▶ A block of data:
+++++
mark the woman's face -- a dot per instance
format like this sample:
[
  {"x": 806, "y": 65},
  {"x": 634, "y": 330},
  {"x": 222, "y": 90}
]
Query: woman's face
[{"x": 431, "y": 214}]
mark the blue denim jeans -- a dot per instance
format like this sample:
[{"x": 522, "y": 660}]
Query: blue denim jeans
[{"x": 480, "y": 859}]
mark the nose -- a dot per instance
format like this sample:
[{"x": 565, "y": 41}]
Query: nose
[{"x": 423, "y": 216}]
+++++
Rewrite every line from the one containing "mark the blue" through the end of the entries, inclusive. Multiply each x and y coordinate in the answers by 0.6 and round to a whole number, halves up. Leave every other line, including the sample formats, unchanged.

mark the blue denim jeans -- a dot per instance
format like this sample:
[{"x": 522, "y": 660}]
Query: blue denim jeans
[{"x": 288, "y": 515}]
mark the nose -- a dot per instance
format like this sample:
[{"x": 565, "y": 41}]
Query: nose
[{"x": 254, "y": 130}]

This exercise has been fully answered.